*** Block opens ***

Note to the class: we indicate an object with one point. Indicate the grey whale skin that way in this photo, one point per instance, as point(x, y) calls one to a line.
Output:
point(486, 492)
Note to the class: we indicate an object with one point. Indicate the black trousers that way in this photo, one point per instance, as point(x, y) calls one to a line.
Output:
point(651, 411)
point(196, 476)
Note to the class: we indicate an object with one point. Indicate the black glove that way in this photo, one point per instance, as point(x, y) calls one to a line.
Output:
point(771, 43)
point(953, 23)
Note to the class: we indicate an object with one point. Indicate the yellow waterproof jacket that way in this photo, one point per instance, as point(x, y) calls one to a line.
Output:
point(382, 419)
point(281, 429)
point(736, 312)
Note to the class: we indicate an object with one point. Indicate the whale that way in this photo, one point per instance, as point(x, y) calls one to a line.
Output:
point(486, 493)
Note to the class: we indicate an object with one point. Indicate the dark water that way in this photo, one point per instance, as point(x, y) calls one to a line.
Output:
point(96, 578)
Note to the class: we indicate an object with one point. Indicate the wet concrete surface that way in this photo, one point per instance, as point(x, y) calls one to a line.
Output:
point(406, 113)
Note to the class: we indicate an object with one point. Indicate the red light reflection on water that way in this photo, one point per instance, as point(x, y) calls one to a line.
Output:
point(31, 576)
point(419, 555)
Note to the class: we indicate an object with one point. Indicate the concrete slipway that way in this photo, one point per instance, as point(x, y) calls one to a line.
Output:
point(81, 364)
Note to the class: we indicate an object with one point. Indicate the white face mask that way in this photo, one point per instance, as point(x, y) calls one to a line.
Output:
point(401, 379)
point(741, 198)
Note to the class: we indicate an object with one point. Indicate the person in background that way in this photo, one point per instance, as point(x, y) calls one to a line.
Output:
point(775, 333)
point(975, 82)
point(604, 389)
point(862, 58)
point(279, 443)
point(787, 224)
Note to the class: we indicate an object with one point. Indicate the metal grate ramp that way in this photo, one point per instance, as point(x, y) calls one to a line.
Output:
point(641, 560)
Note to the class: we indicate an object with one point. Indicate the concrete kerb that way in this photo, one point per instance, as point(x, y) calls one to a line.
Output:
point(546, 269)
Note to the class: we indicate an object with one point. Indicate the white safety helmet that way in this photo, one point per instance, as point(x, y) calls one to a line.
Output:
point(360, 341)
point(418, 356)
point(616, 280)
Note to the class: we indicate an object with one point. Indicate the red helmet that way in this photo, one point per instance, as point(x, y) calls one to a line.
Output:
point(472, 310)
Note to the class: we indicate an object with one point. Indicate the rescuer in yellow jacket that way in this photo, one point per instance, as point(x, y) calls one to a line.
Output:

*** Block closes ***

◆ What the task requires:
Each entry, from start to finish, must be restated exactly.

◆ Response to the task:
Note to the class: we indicate an object with one point. Indicate the grey whale skin that way in this photo, one point per instance, as point(x, y) calls one to a line.
Output:
point(486, 492)
Note to the class: we indicate an object with one point. Indicate the black trousers that way in this photo, one point per instance, as point(x, y) calls one to a line.
Output:
point(651, 411)
point(196, 476)
Note to the class: we indicate an object with one point. Indicate the black glove that way in this photo, one point per instance, as point(x, y) calls one to a line.
Output:
point(771, 43)
point(953, 23)
Note to the class: we indicate an object with one point. Indicate the yellow waterproof jacket that way in this photo, one point per instance, as point(x, y) calls one to a line.
Output:
point(382, 419)
point(281, 429)
point(736, 312)
Note to the class: we indicate an object with one point. Indicate the whale that way in this photo, one point per instance, as point(x, y) calls one to a line.
Output:
point(486, 493)
Note to the class: we indicate an object with one point. Indicate the dark water that way in this photo, one point per instance, as point(x, y) calls one to a line.
Output:
point(96, 578)
Note to the class: we indicate an object with one point. Indicate the wet concrete surface that way in this photo, one point per instance, as point(x, y) calls one to a line.
Output:
point(406, 113)
Note to the class: we indicate an object with one point. Indicate the red light reflection on water that way in this photo, one point per instance, as point(x, y) calls one to a line.
Output:
point(31, 576)
point(419, 555)
Note to the class: we indicate an object with one point. Indicate the concrete slipway that way in this photo, one point per instance, as point(x, y) calls one to a line.
Output:
point(81, 364)
Note to the class: we indicate an object with one point. Indicate the white face mask that way in this photo, one point per instance, as point(x, y) calls one to a line.
Output:
point(401, 379)
point(741, 198)
Note to the class: we indicate an object with one point. Indicate the person in background that way in this photo, one point per instance, as point(x, y) calls one to a line.
Output:
point(775, 333)
point(975, 82)
point(604, 389)
point(862, 58)
point(279, 443)
point(787, 224)
Note to the class: we indicate an object with one point. Indicate the metal grate ramp that way in this photo, one point per instance, as point(x, y) calls one to a line.
Output:
point(641, 560)
Note to the class: we indicate an object with one point. Indicate the concrete kerb that way in this photo, one point per instance, as point(x, y) calls one to a line.
Output:
point(546, 269)
Note to the class: we indicate an object with one point. Indicate the white safety helmet that way in this photo, one point per instance, as point(x, y) calls one to a line.
Output:
point(360, 341)
point(418, 356)
point(616, 280)
Note to the class: we indicate an object with one point. Indicate the red helmet that way in this photo, one point per instance, as point(x, y) calls one to a line.
Output:
point(472, 310)
Note to the class: we indicate an object with one point. Indicate the rescuer in yellow jacket that way in this photo, one point per instance, as point(x, y) calls one to a line.
Output:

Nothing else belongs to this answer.